> [Отрывок из текста]

* * * * * * * * *

Годы спустя исследователи творчества Шаламова будут писать о неклассическом катарсисе (и антикатарсисе)[90]
. Нам, однако, представляется, что катарсис – равно как и анти-катарсис – внутри «Колымских рассказов» возможен только при температуре не ниже минус десяти и регулярном двухразовом питании. В противном случае создавать из тяжести недоброй прекрасное – или еще большую тяжесть – будет некому.Бо́льшая часть рассказов сборника не описывается Аристотелевой поэтикой и не противопоставлена ей. Они – вполне сознательно – расположены вне зоны ее действия.
«Ступницкий сыт, он десятник – вот его и интересуют такие вещи, как война» (1: 551), читатель сыт – вот его и интересуют такие вещи, как катарсис.
Социальная обусловленность мировосприятия внутри текста – и поэтики вовне его, как мы уже говорили, вполне укладывалась в рамки марксистской философии.
Расхождения Шаламова с литературной линией партии лежали в иной области, ибо социалистический реализм описывал не существующее, а должное к существованию. То, чему следует быть.
«Колымские рассказы» описывали… а, собственно, что?
Мы уже отмечали, что Колыма не была первым лагерным опытом Шаламова. Он был арестован в феврале 1929 года, приговорен к трем годам лагерей как социальноопасный элемент, направлен в Вишерское отделение Соловецких лагерей особого назначения и освобожден в 1931-м по «разгрузке». На Вишере он видел много и сделал окончательные выводы как о природе советской пенитенциарной системы, так и о природе породившего ее социального строя.
Это если говорить о политике, но на поэтику шаламовской прозы Вишера тогда влияния не оказала. Новая проза Шаламову потребовалась именно для Колымы. Вернее – для Колымы, какой она стала поздней осенью 1937-го.
Что произошло, когда «изменился ветер и все стало слишком страшным» (1: 423)?
В ноябре 1937-го арестован некоронованный король Дальстроя Эдуард Берзин. В вину ему ставили многое, но главное, вредительской была признана его политика обращения с заключенными. Политика эта рассматривала заключенных как инструмент для добычи золота и создания инфраструктуры, способствующей добыче золота, а потому заключенный в норме должен был быть более или менее сыт, одет по погоде и надлежащим образом мотивирован: едой, деньгами и возможностью получить свободу. Разбазариванию же ценный придаток к кайлу и тачке, а также к куда более сложным и полезным для государства механизмам ни в коем разе не подлежал.
В перспективе Берзин мечтал о переходе к феодализму и превращении лагерей в колонии, населенные лично свободными, но привязанными к Дальстрою работниками.
Деятельность его преемника Павлова в этой терминологии определялась скорее как подсечное, или пожоговое, рабовладение.

* * * * * * * * *

> [Список заданий]
(1) Объясните по отрывку о Шаламове, почему при Берзине заключенный в норме должен был быть сыт, одет по погоде и иметь стимул к работе.
(2) Когда Шаламов был арестован в первый раз, если верить отрывку о Шаламове?
(3) Перескажите отрывок о Шаламове в трех предложениях.

* * * * * * * * *

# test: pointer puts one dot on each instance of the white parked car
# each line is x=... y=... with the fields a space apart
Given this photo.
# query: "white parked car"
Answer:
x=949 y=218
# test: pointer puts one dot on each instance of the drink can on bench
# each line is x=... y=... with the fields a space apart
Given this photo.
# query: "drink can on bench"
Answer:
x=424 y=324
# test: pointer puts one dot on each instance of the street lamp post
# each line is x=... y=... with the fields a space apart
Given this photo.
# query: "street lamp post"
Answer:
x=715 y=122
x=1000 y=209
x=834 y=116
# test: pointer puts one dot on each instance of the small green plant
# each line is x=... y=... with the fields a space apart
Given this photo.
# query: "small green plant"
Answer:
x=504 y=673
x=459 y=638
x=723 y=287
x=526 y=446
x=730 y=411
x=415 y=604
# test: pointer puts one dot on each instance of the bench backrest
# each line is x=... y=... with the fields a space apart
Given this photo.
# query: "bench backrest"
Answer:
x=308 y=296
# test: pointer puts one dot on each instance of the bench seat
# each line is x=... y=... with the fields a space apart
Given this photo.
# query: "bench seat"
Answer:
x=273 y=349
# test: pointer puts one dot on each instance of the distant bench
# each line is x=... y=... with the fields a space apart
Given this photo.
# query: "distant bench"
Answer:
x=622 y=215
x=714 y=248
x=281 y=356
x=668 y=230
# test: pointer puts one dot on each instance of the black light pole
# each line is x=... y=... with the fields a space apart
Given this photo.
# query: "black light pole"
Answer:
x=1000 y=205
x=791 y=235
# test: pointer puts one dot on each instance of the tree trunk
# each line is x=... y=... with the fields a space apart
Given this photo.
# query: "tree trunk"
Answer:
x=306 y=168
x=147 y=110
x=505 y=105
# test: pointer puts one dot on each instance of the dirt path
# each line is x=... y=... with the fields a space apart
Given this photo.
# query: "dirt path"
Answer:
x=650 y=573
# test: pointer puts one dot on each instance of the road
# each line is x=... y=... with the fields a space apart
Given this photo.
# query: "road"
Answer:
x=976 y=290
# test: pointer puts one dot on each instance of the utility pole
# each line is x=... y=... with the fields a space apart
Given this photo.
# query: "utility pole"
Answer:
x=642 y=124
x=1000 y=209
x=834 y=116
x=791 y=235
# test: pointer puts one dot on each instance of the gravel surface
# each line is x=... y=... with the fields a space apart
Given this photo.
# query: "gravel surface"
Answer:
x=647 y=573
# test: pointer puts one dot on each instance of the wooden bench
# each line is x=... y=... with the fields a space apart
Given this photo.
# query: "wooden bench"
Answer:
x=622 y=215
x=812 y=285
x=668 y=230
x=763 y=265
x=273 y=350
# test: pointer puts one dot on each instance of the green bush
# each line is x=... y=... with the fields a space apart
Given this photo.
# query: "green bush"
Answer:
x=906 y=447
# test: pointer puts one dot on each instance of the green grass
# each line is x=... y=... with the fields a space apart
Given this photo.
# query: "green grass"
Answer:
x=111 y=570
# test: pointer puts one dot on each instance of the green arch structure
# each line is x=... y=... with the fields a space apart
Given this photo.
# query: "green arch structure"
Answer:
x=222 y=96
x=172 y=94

* * * * * * * * *

> [Итоговые ответы]
(1) Политика Берзина видела в заключенных инструмент для добычи золота и для создания инфраструктуры, которая этой добыче помогает. Поэтому заключенного нельзя было растрачивать: его держали более или менее сытым, одетым по погоде и побуждали работать едой, деньгами и возможностью выйти на свободу.

(2) В феврале 1929 года.

(3) Большая часть «Колымских рассказов» сознательно стоит вне Аристотелевой поэтики, потому что катарсис возможен только для сытого и согревшегося человека. Первый лагерный срок на Вишере дал Шаламову окончательные политические выводы, но новая проза понадобилась ему именно для Колымы, какой она стала поздней осенью 1937 года. Тогда арестовали Эдуарда Берзина, который смотрел на заключенных как на ценный инструмент добычи золота, а его преемник Павлов перешел к «подсечному» рабовладению.